[Records from a dataset]

════════════════════

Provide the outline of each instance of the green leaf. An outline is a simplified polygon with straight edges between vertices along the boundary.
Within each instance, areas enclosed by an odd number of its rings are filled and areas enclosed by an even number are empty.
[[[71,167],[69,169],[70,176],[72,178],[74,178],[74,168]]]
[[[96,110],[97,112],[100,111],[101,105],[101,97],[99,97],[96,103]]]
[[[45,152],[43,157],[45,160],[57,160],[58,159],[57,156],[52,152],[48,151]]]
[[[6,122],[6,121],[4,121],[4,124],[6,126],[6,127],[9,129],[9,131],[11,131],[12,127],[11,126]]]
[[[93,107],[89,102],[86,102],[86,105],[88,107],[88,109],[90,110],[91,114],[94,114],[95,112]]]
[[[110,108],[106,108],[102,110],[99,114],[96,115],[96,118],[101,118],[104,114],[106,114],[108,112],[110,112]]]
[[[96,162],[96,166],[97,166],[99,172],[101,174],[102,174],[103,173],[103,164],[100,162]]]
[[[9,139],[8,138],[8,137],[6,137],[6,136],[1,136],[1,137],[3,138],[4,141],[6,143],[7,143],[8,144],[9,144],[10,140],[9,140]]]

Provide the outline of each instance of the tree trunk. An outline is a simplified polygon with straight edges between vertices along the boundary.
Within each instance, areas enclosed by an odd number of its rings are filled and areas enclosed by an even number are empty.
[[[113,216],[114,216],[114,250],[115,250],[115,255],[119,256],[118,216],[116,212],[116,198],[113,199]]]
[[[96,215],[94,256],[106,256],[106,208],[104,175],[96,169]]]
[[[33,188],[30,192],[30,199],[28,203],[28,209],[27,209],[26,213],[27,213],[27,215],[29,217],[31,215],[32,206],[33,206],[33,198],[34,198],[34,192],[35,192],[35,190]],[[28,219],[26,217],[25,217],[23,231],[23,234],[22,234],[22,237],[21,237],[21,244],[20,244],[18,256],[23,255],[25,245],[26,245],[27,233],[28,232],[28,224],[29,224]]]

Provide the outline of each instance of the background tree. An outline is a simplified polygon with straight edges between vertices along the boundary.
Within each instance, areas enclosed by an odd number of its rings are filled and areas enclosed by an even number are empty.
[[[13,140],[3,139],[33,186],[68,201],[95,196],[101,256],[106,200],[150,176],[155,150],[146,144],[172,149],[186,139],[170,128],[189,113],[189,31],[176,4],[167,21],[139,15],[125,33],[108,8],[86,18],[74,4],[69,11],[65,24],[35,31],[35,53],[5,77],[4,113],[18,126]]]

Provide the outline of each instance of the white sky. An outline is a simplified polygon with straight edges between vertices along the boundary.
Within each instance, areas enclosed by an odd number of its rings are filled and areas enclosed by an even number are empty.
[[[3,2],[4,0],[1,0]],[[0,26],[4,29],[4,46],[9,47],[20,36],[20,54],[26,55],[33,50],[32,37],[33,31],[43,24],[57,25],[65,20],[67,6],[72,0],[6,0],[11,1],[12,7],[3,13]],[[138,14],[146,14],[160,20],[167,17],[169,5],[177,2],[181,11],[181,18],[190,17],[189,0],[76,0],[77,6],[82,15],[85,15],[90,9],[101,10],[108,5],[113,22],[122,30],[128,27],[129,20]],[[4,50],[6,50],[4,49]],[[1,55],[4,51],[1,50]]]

════════════════════

→ **SHORT TASK**: Beginning with the line that contains "Provide the outline of each instance of the background", quote each line exactly through the last line of the entries above, and nothing beyond them.

→ **FINAL RESULT**:
Provide the outline of each instance of the background tree. An outline is a simplified polygon with straight edges between vertices along the boundary.
Within each instance, areas enclosed by an odd number of its rings are filled and areas enclosed by an even number are empty.
[[[13,140],[3,139],[33,186],[68,201],[95,196],[101,256],[106,200],[150,176],[155,150],[146,144],[172,149],[186,139],[170,128],[189,113],[189,31],[176,4],[167,21],[139,15],[125,33],[108,8],[86,18],[74,4],[69,11],[65,24],[35,31],[35,53],[5,77],[4,113],[18,126]]]

Provide the outline of each instance of the white sky. An outline is a simplified polygon with straight edges between vertices along the boundary.
Within each instance, areas enclosed by an odd number of its rings are filled and areas enclosed by an even number are empty.
[[[3,2],[4,0],[1,0]],[[0,26],[4,29],[4,46],[9,47],[20,36],[20,54],[26,55],[33,50],[32,37],[33,31],[43,24],[57,25],[65,20],[67,6],[72,0],[6,0],[11,1],[12,7],[3,13]],[[138,14],[146,14],[160,20],[167,17],[169,5],[177,2],[181,11],[181,18],[190,17],[189,0],[76,0],[77,6],[82,15],[85,15],[90,9],[101,10],[108,5],[113,22],[122,30],[128,27],[129,20]],[[4,50],[6,50],[4,49]],[[1,55],[4,51],[1,50]]]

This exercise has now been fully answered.